Data extract –

#####

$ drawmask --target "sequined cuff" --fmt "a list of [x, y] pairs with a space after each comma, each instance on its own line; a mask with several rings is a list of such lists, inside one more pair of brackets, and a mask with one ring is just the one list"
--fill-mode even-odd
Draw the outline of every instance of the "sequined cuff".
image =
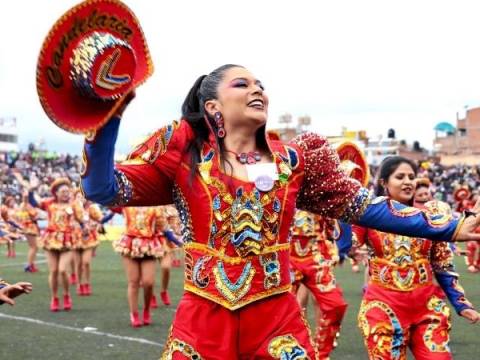
[[370, 191], [364, 187], [360, 188], [353, 201], [345, 208], [340, 220], [346, 223], [357, 221], [365, 212], [370, 203], [370, 198]]
[[115, 178], [115, 185], [118, 191], [109, 206], [124, 206], [133, 198], [133, 186], [123, 171], [114, 169], [113, 176]]

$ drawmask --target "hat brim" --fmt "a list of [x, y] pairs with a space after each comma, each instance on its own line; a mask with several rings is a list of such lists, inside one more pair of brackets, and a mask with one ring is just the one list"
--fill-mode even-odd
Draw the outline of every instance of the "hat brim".
[[370, 171], [363, 151], [356, 144], [350, 141], [344, 141], [337, 144], [336, 151], [340, 161], [349, 160], [355, 163], [361, 169], [361, 171], [353, 174], [352, 177], [357, 179], [363, 186], [367, 186], [370, 178]]
[[58, 188], [59, 188], [60, 186], [63, 186], [63, 185], [71, 186], [72, 183], [71, 183], [70, 180], [68, 180], [67, 178], [59, 178], [59, 179], [56, 179], [56, 180], [50, 185], [50, 192], [51, 192], [51, 194], [55, 196], [55, 193], [57, 192]]
[[[110, 32], [135, 52], [131, 86], [116, 100], [102, 101], [80, 94], [69, 78], [70, 56], [84, 36]], [[130, 91], [153, 73], [143, 31], [133, 12], [118, 0], [87, 0], [67, 11], [48, 33], [37, 63], [37, 92], [47, 116], [60, 128], [88, 133], [103, 126]]]

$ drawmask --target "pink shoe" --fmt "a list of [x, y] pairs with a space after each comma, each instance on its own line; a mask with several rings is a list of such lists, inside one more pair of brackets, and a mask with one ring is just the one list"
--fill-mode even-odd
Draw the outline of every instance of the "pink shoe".
[[85, 295], [85, 289], [83, 284], [78, 284], [77, 285], [77, 295], [78, 296], [83, 296]]
[[150, 308], [158, 309], [157, 297], [155, 295], [152, 295], [150, 299]]
[[176, 268], [182, 266], [180, 259], [173, 259], [172, 266]]
[[58, 297], [52, 297], [52, 301], [50, 301], [50, 311], [58, 311]]
[[37, 266], [35, 265], [35, 263], [32, 263], [32, 272], [36, 273], [36, 272], [39, 272]]
[[85, 284], [85, 287], [83, 288], [83, 295], [85, 295], [85, 296], [92, 295], [92, 288], [90, 287], [89, 283]]
[[134, 328], [138, 328], [142, 326], [142, 323], [140, 322], [140, 319], [138, 318], [138, 311], [135, 311], [133, 313], [130, 313], [130, 325]]
[[63, 310], [72, 310], [72, 298], [70, 297], [70, 295], [63, 295]]
[[150, 310], [143, 310], [143, 325], [148, 326], [152, 323], [152, 316], [150, 315]]
[[77, 285], [77, 274], [71, 273], [68, 282], [70, 283], [70, 285]]
[[162, 299], [162, 302], [165, 305], [170, 305], [171, 304], [170, 295], [168, 294], [168, 291], [166, 291], [166, 290], [160, 292], [160, 299]]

#####

What you have to do – Return the lines of the data above in full and exactly, with no pictures.

Answer space –
$ drawmask --target "sequined cuff" --fmt "a list of [x, y] pairs with a space after each comma, each instance on its own line; a mask with several rings is a list of such lists, inside one more pair of brackets, and a mask with one ring is just the one list"
--fill-mode even-odd
Draw the outline of every instance of the "sequined cuff".
image =
[[370, 191], [364, 187], [360, 188], [353, 201], [345, 208], [340, 220], [346, 223], [357, 221], [365, 212], [370, 203], [370, 198]]
[[115, 178], [115, 185], [118, 191], [109, 206], [124, 206], [133, 198], [133, 186], [123, 171], [114, 169], [113, 176]]

$ drawmask --target "hat brim" --fmt "a list of [x, y] pairs with a space after each comma, each instance on its own line; a mask with several rings is a list of such lists, inside one more pair of brackets, and a mask with one ring is just the one list"
--fill-mode even-odd
Draw the outline of every instance of the "hat brim".
[[370, 171], [363, 151], [356, 144], [350, 141], [344, 141], [337, 144], [336, 151], [340, 161], [349, 160], [355, 163], [361, 169], [361, 171], [353, 174], [352, 177], [357, 179], [363, 186], [367, 186], [370, 178]]
[[58, 188], [59, 188], [60, 186], [63, 186], [63, 185], [71, 186], [72, 183], [71, 183], [70, 180], [68, 180], [67, 178], [59, 178], [59, 179], [56, 179], [56, 180], [50, 185], [50, 192], [51, 192], [51, 194], [55, 196], [55, 193], [57, 192]]
[[[110, 32], [135, 52], [131, 86], [116, 100], [102, 101], [80, 94], [69, 78], [70, 56], [84, 36]], [[130, 91], [153, 73], [143, 31], [133, 12], [118, 0], [87, 0], [67, 11], [48, 33], [37, 63], [37, 92], [47, 116], [60, 128], [88, 133], [103, 126]]]

$ drawmask --target "pink shoe" --fmt "a list of [x, y] pairs with a space after each comma, each instance on its own line; a mask with several rings is a list of such lists, inside one more pair of brackets, and a mask with one ring is just the one list"
--fill-mode even-odd
Draw the outline of every instance of the "pink shoe".
[[85, 295], [85, 289], [83, 284], [78, 284], [77, 285], [77, 295], [78, 296], [83, 296]]
[[150, 308], [158, 309], [157, 297], [155, 295], [152, 295], [150, 299]]
[[176, 268], [182, 266], [180, 259], [173, 259], [172, 266]]
[[58, 297], [52, 297], [52, 301], [50, 301], [50, 311], [58, 311]]
[[37, 266], [35, 265], [35, 263], [32, 263], [32, 272], [36, 273], [36, 272], [39, 272]]
[[85, 284], [85, 287], [83, 288], [83, 295], [85, 295], [85, 296], [92, 295], [92, 288], [90, 287], [89, 283]]
[[134, 328], [138, 328], [142, 326], [142, 323], [140, 322], [140, 319], [138, 318], [138, 311], [135, 311], [133, 313], [130, 313], [130, 325]]
[[63, 310], [72, 310], [72, 298], [70, 297], [70, 295], [63, 295]]
[[150, 310], [143, 310], [143, 325], [148, 326], [152, 323], [152, 316], [150, 315]]
[[77, 285], [77, 274], [71, 273], [68, 282], [70, 283], [70, 285]]
[[162, 299], [162, 302], [165, 305], [170, 305], [171, 304], [170, 295], [168, 294], [168, 291], [166, 291], [166, 290], [160, 292], [160, 299]]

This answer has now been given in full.